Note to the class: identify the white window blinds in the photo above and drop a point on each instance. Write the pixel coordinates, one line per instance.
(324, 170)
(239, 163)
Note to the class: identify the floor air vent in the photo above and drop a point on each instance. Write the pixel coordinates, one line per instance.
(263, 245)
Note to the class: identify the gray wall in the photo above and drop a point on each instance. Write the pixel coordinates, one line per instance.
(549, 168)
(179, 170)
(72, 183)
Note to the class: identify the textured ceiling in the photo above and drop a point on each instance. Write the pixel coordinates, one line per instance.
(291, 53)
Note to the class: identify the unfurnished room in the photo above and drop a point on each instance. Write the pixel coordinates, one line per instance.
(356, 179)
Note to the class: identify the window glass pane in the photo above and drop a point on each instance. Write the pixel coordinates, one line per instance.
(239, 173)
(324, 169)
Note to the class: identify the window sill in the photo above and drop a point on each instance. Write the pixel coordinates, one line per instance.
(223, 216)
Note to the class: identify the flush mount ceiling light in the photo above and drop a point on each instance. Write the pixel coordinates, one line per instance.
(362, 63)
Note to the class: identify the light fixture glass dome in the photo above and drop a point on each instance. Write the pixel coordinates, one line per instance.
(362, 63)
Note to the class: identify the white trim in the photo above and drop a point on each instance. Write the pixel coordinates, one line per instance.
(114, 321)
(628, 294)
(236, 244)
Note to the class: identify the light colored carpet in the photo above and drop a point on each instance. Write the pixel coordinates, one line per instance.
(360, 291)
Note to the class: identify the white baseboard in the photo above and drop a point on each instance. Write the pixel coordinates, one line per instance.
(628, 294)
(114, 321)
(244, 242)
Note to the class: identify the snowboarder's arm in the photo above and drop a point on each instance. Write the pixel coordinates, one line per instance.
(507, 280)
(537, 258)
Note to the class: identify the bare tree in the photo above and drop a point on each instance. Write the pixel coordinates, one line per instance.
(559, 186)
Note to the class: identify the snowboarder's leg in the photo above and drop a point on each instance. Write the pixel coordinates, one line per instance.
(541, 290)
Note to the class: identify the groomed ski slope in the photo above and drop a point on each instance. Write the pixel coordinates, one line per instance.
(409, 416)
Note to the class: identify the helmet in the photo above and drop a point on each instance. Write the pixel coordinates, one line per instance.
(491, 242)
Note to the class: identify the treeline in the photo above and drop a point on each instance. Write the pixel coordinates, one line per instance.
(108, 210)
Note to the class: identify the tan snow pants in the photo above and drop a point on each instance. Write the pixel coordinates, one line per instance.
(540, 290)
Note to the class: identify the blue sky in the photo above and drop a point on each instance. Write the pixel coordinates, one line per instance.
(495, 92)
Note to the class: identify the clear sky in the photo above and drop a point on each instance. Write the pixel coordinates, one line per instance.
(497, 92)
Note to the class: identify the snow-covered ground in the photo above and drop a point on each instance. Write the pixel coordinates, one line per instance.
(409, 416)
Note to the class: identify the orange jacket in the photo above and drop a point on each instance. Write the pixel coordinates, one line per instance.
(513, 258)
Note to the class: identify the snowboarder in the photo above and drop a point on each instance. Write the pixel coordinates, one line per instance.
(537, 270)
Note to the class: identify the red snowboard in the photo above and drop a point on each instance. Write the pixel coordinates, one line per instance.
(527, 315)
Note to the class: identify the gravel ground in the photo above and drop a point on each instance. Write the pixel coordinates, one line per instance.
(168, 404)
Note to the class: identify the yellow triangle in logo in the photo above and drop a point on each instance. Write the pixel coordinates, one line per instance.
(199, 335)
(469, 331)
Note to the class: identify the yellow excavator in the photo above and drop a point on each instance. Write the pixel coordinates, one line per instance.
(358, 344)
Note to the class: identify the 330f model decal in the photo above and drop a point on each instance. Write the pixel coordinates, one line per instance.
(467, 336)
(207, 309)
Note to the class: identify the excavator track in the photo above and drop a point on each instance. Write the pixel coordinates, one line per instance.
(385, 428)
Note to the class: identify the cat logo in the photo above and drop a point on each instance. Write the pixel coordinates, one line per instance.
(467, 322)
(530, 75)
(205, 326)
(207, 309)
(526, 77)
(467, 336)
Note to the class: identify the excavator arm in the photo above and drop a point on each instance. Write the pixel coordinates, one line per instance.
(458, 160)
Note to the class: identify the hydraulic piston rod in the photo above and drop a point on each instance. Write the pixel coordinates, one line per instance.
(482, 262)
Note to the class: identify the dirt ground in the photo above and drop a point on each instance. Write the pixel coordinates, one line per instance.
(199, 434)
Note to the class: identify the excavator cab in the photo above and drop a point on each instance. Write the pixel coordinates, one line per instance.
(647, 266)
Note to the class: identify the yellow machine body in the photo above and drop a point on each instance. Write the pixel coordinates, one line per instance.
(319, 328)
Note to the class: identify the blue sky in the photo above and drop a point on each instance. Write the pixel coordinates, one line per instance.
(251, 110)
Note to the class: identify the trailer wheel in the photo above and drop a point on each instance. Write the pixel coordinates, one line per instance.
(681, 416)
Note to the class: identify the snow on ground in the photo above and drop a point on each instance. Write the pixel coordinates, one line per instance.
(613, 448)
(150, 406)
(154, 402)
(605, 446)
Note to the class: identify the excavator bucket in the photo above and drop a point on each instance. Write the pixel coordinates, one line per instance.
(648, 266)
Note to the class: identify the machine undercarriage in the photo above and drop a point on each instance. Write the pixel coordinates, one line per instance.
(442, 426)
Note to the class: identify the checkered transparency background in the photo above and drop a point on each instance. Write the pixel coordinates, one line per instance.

============

== Exercise aim ==
Reproduce each record shown above without altering a single word.

== Solved exercise ==
Note to the class: identify the white window blinds in the photo above and drop a point on each instance. Write the pixel coordinates, one line per instance.
(324, 170)
(239, 163)
Note to the class: identify the floor air vent in the photo above and drop a point on each instance. Write the pixel coordinates, one line per instance.
(263, 245)
Note to the class: identify the gray wall in the photo above and drop a point on each instance. Write the pixel coordinates, one line per instance.
(549, 168)
(179, 170)
(72, 183)
Note to the class: identify the textured ceiling in the photo above and drop a point on each instance. Write the pixel coordinates, one line per instance.
(291, 53)
Note to the class: identify the unfurnished room in the photo above and drop a point on each instance. Write the pixel coordinates, one line per instance.
(356, 179)
Note to the class: identify the window glass pane in the photo above and drop a point on each instance. Write the pixel coordinates, one line per instance.
(239, 173)
(324, 169)
Note to the class: identify the window sill in the photo above and drop a point on each instance. Write the pixel coordinates, one line per instance.
(223, 216)
Note to the class: identify the flush mount ceiling light in the photo above and drop a point on each instance. Write the pixel coordinates, one line per instance.
(362, 63)
Note to the class: identify the light fixture glass dome in the photo above and drop a point on each instance. Write the pixel coordinates, one line per instance.
(362, 63)
Note to the class: identify the white trim in the photo above and drop a point on each instance. Write the pixel coordinates, one line per instance.
(114, 321)
(628, 294)
(236, 244)
Note to the class: identify the light colored carpet in the photo above and drop a point on each instance. Write the pixel coordinates, one line per instance.
(360, 291)
Note to the class: identify the white baseboard in the photo above and drop a point on each instance. Write the pixel coordinates, one line per instance.
(628, 294)
(114, 321)
(244, 242)
Note to the class: identify the snowboarder's arm in the photo above and drop a point on each instance. Write the pixel coordinates, one line per instance.
(507, 280)
(537, 258)
Note to the class: identify the bare tree in the photo above and drop a point on each instance. Write the pixel coordinates, one line per instance.
(559, 186)
Note to the class: identify the snowboarder's leg in the photo above and drop a point on each instance. Write the pixel coordinates, one line per instance.
(541, 290)
Note to the class: identify the groomed ski slope in the photo above and drop a point on each instance. Write the pixel coordinates, one line per instance.
(409, 416)
Note to the class: identify the helmet in the photo above and drop a point on each instance. Write the pixel coordinates, one line per instance.
(491, 242)
Note to the class: identify the treeline in the photo above and drop a point on each instance. Write the pixel coordinates, one line per instance.
(108, 210)
Note to the class: identify the tan snow pants in the photo above and drop a point on each instance. Write the pixel coordinates, one line per instance.
(540, 290)
Note to the class: identify the blue sky in the photo above and drop a point on each instance. Write the pixel coordinates, one line per instance.
(495, 92)
Note to the class: identify the clear sky in the photo above and drop a point on each instance. Write the pixel coordinates, one line per instance.
(497, 92)
Note to the class: identify the snow-covered ground in the photo above and drop a point on each instance. Write the pixel coordinates, one line per instance.
(409, 416)
Note to the class: identify the orange jacket in the photo above and drop a point on each instance. Write the pixel coordinates, one line per instance.
(513, 258)
Note to the class: identify the snowboarder in the photo above and drop a point on each instance. Write the pixel coordinates, one line per instance.
(537, 270)
Note to the class: identify the red snowboard in the photo above and drop a point on each instance. Write the pixel coordinates, one line per instance.
(527, 315)
Note to the class: identify the gravel ground in the photo above and drop a point on each instance. Write the pixel coordinates, one line per instance.
(168, 404)
Note to the class: identify the yellow triangle in logo in the photo above and drop a point on each instance. Write the pixel coordinates, one line per instance.
(199, 335)
(469, 331)
Note to the class: identify the yellow excavator in the photo above and drop a point on each instance. Write the pixel coordinates, one line per instance.
(358, 344)
Note to the class: identify the 330f model decal in the photo above and drop a point on each instance. Write the pixel coordinates, one line per instance.
(467, 336)
(207, 309)
Note to the class: identify the excavator track in the photo above and drop a point on each instance. Write the pixel coordinates, one line per instance.
(385, 428)
Note to the class: identify the cat logo in the photo above and drop a point on each instance. Write the pixel coordinates, one line per instance.
(467, 322)
(530, 75)
(205, 326)
(207, 309)
(526, 77)
(467, 336)
Note to the class: identify the excavator arm in the photo above and drop a point on each instance. Write the pixel coordinates, one line per instance.
(458, 160)
Note to the class: identify the hydraulic piston rod in the photo above and drop a point on each instance. Write the pixel coordinates, one line per instance.
(482, 262)
Note to the class: identify the dirt ground in the photo above and drop a point on each instance. Write the pixel coordinates, one line per instance.
(199, 434)
Note to the class: identify the excavator cab in the photo above and drop a point on each instance. Write the pixel coordinates, one line per instance.
(647, 266)
Note to the class: identify the yellow machine body in the photo above and drop a point on each instance. Write the pixel coordinates, one line per instance.
(319, 328)
Note to the class: identify the blue sky in the photo above and drop a point on each instance. Write the pixel coordinates, one line per instance.
(251, 110)
Note to the class: identify the trailer wheel in the photo above and drop a point on each instance. Write the pixel coordinates, one line per instance.
(681, 416)
Note to the class: identify the snow on ground in the photo above and drop a point on each instance. Write the pixel coordinates, one line per instance.
(613, 448)
(150, 406)
(154, 402)
(605, 446)
Note to the class: identify the excavator bucket in the photo above and drop a point on each instance. Write the pixel coordinates, one line per instance.
(648, 266)
Note to the class: identify the machine undercarriage in the photo above and drop a point on each instance. Write the pixel coordinates, one line per instance.
(442, 426)
Note to the class: identify the checkered transparency background in the photo above and drop a point on each instance. Write the pixel coordinates, one line per instance.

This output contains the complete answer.